Extracted data entries:
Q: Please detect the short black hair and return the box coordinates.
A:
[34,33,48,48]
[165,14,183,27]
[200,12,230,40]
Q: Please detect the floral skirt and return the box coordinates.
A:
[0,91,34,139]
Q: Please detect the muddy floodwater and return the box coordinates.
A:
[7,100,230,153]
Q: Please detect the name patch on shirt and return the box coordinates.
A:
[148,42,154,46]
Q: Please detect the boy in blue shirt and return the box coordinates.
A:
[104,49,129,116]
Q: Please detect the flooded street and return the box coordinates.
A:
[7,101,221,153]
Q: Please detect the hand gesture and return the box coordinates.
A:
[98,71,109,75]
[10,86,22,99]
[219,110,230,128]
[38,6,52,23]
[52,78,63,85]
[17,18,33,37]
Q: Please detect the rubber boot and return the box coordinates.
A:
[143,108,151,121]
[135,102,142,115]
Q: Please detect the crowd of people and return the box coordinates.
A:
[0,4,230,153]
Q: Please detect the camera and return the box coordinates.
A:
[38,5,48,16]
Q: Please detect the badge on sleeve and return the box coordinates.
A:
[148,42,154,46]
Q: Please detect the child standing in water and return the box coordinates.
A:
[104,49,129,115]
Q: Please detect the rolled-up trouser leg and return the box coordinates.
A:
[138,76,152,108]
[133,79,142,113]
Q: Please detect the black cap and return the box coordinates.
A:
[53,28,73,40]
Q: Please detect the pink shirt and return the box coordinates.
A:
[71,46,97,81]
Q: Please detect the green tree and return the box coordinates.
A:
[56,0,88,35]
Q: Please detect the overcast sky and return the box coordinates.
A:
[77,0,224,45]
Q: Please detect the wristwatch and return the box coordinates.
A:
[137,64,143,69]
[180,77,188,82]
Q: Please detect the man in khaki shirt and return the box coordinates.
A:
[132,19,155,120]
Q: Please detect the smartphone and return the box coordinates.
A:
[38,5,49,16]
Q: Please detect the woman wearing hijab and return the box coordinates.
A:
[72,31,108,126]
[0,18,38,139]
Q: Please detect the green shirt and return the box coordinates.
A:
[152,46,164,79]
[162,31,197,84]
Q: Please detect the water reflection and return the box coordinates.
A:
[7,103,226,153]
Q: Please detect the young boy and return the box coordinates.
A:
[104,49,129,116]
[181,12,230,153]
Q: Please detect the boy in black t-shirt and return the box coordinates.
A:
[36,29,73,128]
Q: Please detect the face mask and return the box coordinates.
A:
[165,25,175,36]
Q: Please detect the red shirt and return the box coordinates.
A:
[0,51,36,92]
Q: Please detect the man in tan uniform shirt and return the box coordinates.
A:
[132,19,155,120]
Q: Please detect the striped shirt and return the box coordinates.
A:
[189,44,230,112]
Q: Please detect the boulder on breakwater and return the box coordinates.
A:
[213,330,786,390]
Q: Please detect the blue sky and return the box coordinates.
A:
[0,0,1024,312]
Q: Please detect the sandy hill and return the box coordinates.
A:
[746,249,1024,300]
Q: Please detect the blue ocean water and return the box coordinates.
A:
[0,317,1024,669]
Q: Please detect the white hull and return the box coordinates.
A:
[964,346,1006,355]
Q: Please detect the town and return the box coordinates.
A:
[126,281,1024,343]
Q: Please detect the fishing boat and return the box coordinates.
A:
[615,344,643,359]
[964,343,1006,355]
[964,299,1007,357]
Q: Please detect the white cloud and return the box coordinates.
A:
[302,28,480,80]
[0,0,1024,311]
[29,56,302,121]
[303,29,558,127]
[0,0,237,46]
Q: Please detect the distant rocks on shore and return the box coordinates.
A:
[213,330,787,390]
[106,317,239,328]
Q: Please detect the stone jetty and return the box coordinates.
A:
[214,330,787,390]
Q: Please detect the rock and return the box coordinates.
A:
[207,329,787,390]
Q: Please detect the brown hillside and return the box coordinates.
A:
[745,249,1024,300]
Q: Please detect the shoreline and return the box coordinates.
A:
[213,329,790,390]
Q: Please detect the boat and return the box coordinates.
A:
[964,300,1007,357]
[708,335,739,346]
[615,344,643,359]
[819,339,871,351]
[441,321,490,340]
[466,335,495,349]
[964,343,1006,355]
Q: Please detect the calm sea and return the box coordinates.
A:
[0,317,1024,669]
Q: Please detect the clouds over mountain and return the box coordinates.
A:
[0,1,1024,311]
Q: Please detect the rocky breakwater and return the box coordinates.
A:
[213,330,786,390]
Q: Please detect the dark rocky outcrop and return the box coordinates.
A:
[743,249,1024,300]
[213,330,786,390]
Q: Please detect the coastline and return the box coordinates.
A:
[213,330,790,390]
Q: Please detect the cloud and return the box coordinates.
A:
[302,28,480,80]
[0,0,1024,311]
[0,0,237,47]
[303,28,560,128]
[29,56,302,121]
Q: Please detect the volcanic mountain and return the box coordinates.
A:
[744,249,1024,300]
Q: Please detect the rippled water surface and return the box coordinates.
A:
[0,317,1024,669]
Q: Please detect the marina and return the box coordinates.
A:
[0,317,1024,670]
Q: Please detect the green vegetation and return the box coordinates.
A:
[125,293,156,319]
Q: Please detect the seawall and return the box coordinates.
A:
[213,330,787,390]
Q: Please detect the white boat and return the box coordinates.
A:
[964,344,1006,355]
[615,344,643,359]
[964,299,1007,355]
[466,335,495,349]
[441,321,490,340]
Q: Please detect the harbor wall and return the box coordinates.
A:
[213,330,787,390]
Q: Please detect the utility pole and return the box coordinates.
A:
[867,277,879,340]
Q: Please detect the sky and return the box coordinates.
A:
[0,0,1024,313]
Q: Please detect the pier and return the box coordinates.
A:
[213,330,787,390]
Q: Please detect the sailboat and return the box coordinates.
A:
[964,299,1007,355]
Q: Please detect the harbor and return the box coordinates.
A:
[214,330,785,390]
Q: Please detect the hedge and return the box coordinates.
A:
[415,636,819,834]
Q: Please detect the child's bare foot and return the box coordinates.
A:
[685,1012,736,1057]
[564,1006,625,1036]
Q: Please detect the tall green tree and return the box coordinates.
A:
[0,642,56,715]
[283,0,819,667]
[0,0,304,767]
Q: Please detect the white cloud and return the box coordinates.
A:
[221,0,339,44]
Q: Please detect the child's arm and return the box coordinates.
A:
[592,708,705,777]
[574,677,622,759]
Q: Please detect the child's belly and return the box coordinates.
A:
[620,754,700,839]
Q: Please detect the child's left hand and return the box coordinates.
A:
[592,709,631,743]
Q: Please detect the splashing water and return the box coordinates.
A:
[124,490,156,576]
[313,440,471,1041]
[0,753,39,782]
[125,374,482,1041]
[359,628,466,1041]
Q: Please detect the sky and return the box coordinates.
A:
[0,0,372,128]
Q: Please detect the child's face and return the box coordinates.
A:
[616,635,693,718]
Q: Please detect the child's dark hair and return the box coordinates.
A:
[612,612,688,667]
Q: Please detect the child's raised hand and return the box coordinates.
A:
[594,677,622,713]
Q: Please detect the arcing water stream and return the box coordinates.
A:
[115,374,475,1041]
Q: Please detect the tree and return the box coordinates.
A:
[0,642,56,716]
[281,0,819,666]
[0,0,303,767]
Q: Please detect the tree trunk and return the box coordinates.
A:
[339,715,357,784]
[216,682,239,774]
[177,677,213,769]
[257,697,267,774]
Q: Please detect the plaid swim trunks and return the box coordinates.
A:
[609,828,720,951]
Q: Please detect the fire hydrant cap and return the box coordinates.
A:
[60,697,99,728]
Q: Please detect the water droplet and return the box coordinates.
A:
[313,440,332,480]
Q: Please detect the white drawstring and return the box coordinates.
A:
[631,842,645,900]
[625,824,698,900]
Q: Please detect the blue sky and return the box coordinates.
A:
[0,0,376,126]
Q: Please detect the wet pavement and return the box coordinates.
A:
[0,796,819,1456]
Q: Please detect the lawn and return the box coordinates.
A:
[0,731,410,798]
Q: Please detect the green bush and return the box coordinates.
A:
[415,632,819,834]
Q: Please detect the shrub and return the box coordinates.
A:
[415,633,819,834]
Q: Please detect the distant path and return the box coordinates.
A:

▶ [YOUR TASK] Rewrite the stretch of the listing from its start through the line containing "[7,101,221,153]", changing "muddy floodwater" to "brown floodwater" and keeping everything else the same.

▶ [TASK SOLUTION]
Q: Please detect the short black hair and return the box coordinates.
A:
[34,33,48,48]
[165,14,183,27]
[200,12,230,40]
Q: Please detect the floral skirt and return the box coordinates.
A:
[0,91,34,139]
Q: Please detect the brown floodwater and return the box coordinates.
A:
[7,100,230,153]
Q: Please detect the name patch on shirt and return the box coordinates.
A:
[148,42,154,46]
Q: Please detect the boy in blue shirt and return the box coordinates.
A:
[104,49,129,116]
Q: Please detect the flooded street and return the box coordinates.
A:
[7,101,221,153]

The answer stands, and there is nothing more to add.